_Task brief_: Would you reproduce the entries exactly, including every line?

== Segment start ==

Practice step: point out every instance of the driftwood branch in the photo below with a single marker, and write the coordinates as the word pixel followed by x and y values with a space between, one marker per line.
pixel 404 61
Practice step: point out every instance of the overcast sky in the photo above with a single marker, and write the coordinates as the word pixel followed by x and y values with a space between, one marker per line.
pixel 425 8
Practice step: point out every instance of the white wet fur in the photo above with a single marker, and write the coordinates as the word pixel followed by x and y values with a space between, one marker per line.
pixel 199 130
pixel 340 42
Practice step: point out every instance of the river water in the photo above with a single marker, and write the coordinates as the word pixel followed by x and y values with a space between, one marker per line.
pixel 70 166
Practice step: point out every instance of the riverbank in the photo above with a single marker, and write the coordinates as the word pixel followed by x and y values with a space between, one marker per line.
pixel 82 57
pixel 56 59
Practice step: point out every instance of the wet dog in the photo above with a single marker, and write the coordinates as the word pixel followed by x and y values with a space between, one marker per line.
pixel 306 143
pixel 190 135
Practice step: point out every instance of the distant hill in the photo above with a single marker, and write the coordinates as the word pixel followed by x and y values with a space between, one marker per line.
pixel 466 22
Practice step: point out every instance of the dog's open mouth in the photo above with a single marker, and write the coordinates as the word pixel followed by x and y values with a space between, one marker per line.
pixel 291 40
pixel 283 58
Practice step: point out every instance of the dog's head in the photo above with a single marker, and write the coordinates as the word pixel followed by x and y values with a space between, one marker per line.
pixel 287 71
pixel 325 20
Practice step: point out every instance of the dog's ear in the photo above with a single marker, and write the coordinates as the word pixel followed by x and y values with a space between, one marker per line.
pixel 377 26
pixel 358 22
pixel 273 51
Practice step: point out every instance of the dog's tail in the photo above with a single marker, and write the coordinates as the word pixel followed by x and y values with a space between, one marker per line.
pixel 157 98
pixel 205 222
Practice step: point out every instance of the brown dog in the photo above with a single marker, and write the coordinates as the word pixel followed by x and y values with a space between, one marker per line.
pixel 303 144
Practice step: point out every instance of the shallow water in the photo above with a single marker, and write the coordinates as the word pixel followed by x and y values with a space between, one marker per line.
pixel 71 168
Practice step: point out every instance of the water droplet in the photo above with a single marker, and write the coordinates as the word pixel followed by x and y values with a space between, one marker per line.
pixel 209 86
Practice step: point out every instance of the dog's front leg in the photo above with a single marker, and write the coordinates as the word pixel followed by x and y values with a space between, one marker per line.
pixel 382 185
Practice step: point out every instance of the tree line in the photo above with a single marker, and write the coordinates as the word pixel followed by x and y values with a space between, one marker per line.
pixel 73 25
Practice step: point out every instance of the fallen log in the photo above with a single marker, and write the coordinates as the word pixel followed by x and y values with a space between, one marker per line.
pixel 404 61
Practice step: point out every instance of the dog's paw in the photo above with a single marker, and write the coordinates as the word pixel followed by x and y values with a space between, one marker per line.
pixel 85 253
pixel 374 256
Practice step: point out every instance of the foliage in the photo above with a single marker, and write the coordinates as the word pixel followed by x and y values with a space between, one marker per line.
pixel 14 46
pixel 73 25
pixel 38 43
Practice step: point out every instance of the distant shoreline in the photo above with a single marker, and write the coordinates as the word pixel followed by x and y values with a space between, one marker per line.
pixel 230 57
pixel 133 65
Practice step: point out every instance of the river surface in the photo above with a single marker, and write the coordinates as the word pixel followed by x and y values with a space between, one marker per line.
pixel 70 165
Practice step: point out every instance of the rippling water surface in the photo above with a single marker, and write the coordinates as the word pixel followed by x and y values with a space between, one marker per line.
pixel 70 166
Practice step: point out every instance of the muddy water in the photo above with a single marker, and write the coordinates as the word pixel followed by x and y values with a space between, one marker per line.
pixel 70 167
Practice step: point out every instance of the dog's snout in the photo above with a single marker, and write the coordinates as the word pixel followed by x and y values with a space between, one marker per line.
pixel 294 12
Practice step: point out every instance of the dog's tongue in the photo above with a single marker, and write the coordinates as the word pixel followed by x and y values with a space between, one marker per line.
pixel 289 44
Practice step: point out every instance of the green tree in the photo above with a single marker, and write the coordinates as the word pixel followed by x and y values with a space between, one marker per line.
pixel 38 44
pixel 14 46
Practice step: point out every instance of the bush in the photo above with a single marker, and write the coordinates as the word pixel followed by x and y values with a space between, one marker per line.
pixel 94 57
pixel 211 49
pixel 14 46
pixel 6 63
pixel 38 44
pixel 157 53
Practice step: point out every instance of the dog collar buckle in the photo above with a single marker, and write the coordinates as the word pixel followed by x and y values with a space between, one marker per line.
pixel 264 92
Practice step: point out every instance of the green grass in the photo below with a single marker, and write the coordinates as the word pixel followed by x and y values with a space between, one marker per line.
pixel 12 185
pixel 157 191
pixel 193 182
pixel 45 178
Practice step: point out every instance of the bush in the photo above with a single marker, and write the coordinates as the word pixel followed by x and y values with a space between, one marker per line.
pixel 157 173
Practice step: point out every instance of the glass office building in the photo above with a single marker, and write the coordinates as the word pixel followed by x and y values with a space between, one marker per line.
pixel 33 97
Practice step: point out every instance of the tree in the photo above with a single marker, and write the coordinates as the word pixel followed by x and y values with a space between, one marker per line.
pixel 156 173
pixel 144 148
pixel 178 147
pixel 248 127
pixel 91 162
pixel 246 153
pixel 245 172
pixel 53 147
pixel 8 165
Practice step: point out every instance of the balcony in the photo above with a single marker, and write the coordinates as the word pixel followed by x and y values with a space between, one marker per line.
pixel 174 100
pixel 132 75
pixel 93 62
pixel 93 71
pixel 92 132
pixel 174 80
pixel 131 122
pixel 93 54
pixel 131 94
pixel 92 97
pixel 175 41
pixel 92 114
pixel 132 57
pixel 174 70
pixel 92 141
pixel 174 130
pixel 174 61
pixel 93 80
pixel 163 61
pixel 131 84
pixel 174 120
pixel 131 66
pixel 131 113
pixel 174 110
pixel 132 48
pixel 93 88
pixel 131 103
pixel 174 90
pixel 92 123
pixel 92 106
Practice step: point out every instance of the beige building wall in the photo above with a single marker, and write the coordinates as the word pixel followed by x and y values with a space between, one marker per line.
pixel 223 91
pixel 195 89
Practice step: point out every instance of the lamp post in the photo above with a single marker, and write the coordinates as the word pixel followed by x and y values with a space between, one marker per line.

== Segment end ==

_Expected output_:
Practice step: point out every instance of the driftwood branch in the photo below with a single marker, and write the coordinates as the word pixel followed by x and y values with a space between, one marker per line.
pixel 404 61
Practice step: point out every instance of the overcast sky in the photo above with a single marker, and write the coordinates as the word pixel followed by x and y values with a space between, one marker per line.
pixel 425 8
Practice step: point out every instance of the white wet fur in the photo above with a single marker, and write the coordinates as the word pixel followed by x and y values with a space between, one marker per line.
pixel 199 130
pixel 340 42
Practice step: point out every instance of the river water in the photo above with a single marker, and write the coordinates as the word pixel followed by x and y values with a space between, one marker per line.
pixel 70 166
Practice step: point out every instance of the riverbank in the photo above with a single marker, and write the coordinates as the word pixel followed by x and y values with a space between, one marker per line.
pixel 82 57
pixel 56 59
Practice step: point out every instance of the wet dog in the photo above with a single marker, and write the coordinates as the word pixel followed by x and y values with a space between, one marker per line.
pixel 306 143
pixel 190 135
Practice step: point out every instance of the distant hill in the photo above with a single marker, and write the coordinates as the word pixel followed by x and y values with a space between, one marker per line.
pixel 466 22
Practice step: point out every instance of the dog's open mouth in the photo above with a single marker, and write the coordinates as the word pixel followed by x and y values with a space between, one marker per line.
pixel 291 40
pixel 283 58
Practice step: point out every instance of the dog's head in the photo above with a single marker, and write the coordinates as the word pixel followed by x and y values with a space between, one marker per line.
pixel 287 71
pixel 325 20
Practice step: point out every instance of the dog's ear in the photo above with a single marker, and write the coordinates as the word pixel followed by x and y values with a space between, one marker per line.
pixel 377 26
pixel 358 22
pixel 273 51
Practice step: point out every instance of the dog's tail in the photo above with a single marker, and write the coordinates as the word pixel followed by x and y values with a space between, one marker per line.
pixel 157 98
pixel 205 222
Practice step: point out every instance of the brown dog in the photo above with a single marker, and write the coordinates as the word pixel followed by x and y values with a space between, one marker per line.
pixel 303 144
Practice step: point out every instance of the shallow water in the photo above with a single marker, and write the coordinates as the word pixel followed by x and y values with a space between, one marker per line.
pixel 71 168
Practice step: point out every instance of the water droplet in the photo above with a single marker, and write the coordinates as the word pixel followed by x and y values with a space between, one marker per line.
pixel 209 86
Practice step: point out every instance of the dog's front leg in the photo above with a single marker, and write the coordinates as the word pixel followed by x and y values with a space between, one marker per line.
pixel 382 185
Practice step: point out every instance of the tree line in the photo above with a single marker, and write the coordinates as the word pixel followed by x and y values with a space between, one marker per line.
pixel 73 25
Practice step: point out every instance of the fallen log in the photo above with a single marker, and write the coordinates as the word pixel followed by x and y values with a space between, one marker per line.
pixel 404 61
Practice step: point out every instance of the dog's paw in the photo above with a single marker, and write the coordinates as the word pixel followed by x and y values with a space between, one marker per line.
pixel 85 253
pixel 374 256
Practice step: point out every instance of the foliage in the photo above with a single marker, and write the coordinates as the word pixel followed by x and y values with a space between, one marker per line.
pixel 14 46
pixel 73 25
pixel 38 43
Practice step: point out every instance of the distant shoreline in the photo above with a single marker, and write the coordinates as the word pixel followed by x and y values with a space between, one marker per line.
pixel 230 57
pixel 133 65
Practice step: point out every instance of the river surface in the photo above with a single marker, and write the coordinates as the word pixel followed by x and y values with a space between, one marker per line.
pixel 70 165
Practice step: point out every instance of the rippling water surface in the photo above with a single marker, and write the coordinates as the word pixel followed by x and y values with a space between, one marker per line.
pixel 70 166
Practice step: point out every instance of the muddy water in the photo above with a single marker, and write the coordinates as the word pixel followed by x and y values with a space between, one marker per line.
pixel 70 167
Practice step: point out every instance of the dog's snout in the photo above with a single marker, and write the coordinates as the word pixel followed by x and y values with a space between, one marker per line.
pixel 294 12
Practice step: point out every instance of the dog's tongue in the photo above with a single marker, and write the coordinates as the word pixel followed by x and y values with a space between, one marker per line.
pixel 289 44
Practice step: point out every instance of the green tree in the photo above with a single marker, and write the coordinates as the word pixel followed by x and y values with a space between, one marker per line.
pixel 38 44
pixel 14 46
Practice step: point out every instance of the bush in the photo above with a single marker, and write the coordinates as the word pixel followed by x and y values with a space between, one marker per line.
pixel 94 57
pixel 211 49
pixel 14 46
pixel 6 63
pixel 38 44
pixel 157 53
Practice step: point out every instance of the dog collar buckle in the photo above with a single marker, and write the coordinates as the word pixel followed by x and y values with a space between, one marker per line.
pixel 264 92
Practice step: point out every instance of the green grass in the photo below with a single marker, and write the coordinates as the word pixel followed by x and y values with a space between, one marker per line.
pixel 12 185
pixel 157 191
pixel 193 182
pixel 45 178
Practice step: point out every instance of the bush in the photo above with a single marker, and write the coordinates as the word pixel followed by x and y values with a space between, one marker per line.
pixel 157 173
Practice step: point out every instance of the glass office building in the photo above with a single marker, and write the coordinates as the word pixel followed by x and y values with a space between, one marker per line.
pixel 33 97
Practice step: point out every instance of the tree in the photo above with a single marker, and write the coordinates as the word pixel followed by x and y values with a space between, one marker per line.
pixel 156 173
pixel 144 148
pixel 178 147
pixel 248 127
pixel 91 162
pixel 246 153
pixel 245 172
pixel 53 147
pixel 8 165
Practice step: point out every instance of the balcony in the photo above with a single marker, and write the coordinates as the word pixel followed by x and y values with a space between, one marker per line.
pixel 174 100
pixel 132 75
pixel 93 62
pixel 93 71
pixel 92 132
pixel 174 80
pixel 131 122
pixel 93 54
pixel 131 94
pixel 92 97
pixel 175 41
pixel 92 114
pixel 132 57
pixel 174 70
pixel 92 141
pixel 174 130
pixel 174 61
pixel 93 80
pixel 163 61
pixel 131 84
pixel 174 120
pixel 131 66
pixel 131 113
pixel 174 110
pixel 132 48
pixel 93 88
pixel 131 103
pixel 174 90
pixel 92 123
pixel 92 106
Practice step: point out every instance of the beige building wall in the photo above with a single marker, and write the coordinates as the word pixel followed by x and y values with a space between, one marker per line.
pixel 223 91
pixel 195 89
Practice step: point out every instance of the lamp post in the photo above with a single marker, and write the coordinates as the word pixel followed by x and y values with a space between, one marker per line.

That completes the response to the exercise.